> Exercise text:
Another very important moment in the Cube’s journey is the drying phase: undried wood shrinks over time, and is difficult to work. Because of the great attention paid to this crucial step, as well as the quality of the processed timber, we have turned to Hans Kauffman’s South Tyrolean sawmill, which has a modern drying oven that ensures fast and optimum drying in about 20 days.
Now that we have our beautiful, dried larch and spruce joists, we follow our wood through the final processing stages.
The carpenter’s shop, source of wonder
The manufacture of the two woods is very different, and is therefore entrusted to two master craftsmen. The larch ends up in Angelo Carminati’s turnery in Val Brembilla (BG). There, the larch joists are cut into small pieces, lathed on the outside and drilled on the inside: this is how the VAIA Cube’s cone is obtained, which is fundamental for sound propagation
The spruce, on the other hand, is handed over to the expert hands of Giorgio and Marco Leonardelli: this is where the Cube takes its final shape. The first step is to lathe the sides of the joist, so as to remove excess material and achieve a cross-section of 100×92 centimetres. Openings are drilled to accommodate the larch cone, and then the actual cubes are cut.

> Recorded data:
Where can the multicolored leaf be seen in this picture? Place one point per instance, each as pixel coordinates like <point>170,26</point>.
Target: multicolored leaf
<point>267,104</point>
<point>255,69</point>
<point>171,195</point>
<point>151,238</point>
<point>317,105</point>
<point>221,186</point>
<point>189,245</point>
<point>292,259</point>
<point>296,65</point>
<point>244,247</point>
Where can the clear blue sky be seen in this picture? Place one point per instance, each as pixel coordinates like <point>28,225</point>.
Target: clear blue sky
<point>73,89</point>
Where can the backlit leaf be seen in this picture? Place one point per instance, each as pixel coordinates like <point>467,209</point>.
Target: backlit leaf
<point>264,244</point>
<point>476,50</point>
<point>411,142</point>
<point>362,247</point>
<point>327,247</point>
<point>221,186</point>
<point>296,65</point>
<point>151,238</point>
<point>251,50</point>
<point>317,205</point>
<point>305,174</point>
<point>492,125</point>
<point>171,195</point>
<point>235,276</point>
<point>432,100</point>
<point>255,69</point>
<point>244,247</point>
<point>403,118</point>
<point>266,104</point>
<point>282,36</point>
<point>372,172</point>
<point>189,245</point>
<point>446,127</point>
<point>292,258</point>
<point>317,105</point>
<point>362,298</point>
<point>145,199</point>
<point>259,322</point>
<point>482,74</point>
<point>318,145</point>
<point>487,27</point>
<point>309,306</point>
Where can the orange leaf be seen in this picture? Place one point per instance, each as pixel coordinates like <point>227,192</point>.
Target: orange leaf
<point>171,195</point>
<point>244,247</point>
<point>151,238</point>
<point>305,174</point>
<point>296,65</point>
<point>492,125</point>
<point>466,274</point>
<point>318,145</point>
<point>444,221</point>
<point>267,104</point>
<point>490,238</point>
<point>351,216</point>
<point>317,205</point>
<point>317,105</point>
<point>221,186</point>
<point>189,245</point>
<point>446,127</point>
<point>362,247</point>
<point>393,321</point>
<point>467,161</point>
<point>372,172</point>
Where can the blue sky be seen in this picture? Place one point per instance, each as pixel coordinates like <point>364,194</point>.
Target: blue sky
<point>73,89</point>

> What to do:
1. In the text about making the VAIA Cube, how long does drying take in the oven at Hans Kauffman's sawmill?
2. Continue the text about making the VAIA Cube, starting right after the sentence ending "then the actual cubes are cut."
The listing is separate material unrelated to the text about making the VAIA Cube.

> Answer set:
1. About 20 days.

2.
We are only halfway through the work! Now we have to prepare the slots for the smartphone and for the charging cable. The final shape is almost achieved: the Cube is still sharp-cornered, and is carefully polished. The marking is another particularly delicate step, since it leaves a permanent trace on the amplifier’s surface.
As you can see, the Cube is still intact. It is only now that the axe blow generates the fracture you all know, to imprint the wound of the forest.
Giorgio and Marco’s carpenter’s shop is also where the assembly takes place: the finished cones are delivered here, and since each piece is created by hand, the right one has to be sought after in order to associate it with each Cube. A last polishing job puts the finishing touches to the most iconic passive amplifier of the moment.
Manufacturing processes inevitably generate a fair amount of waste. VAIA pays particular attention to the all-round use of wood: the chips are compressed on site to obtain natural fuel pellets.
The very first steps: a throwback
To get to the real genesis of the VAIA Cube, we have to dig a little further. It all starts with a walnut wood model made by Federico’s grandfather, which provided the inspiration for the first prototypes. Two features in particular stand out: the lack of a split, and the absence of a cone separated from the body of the object.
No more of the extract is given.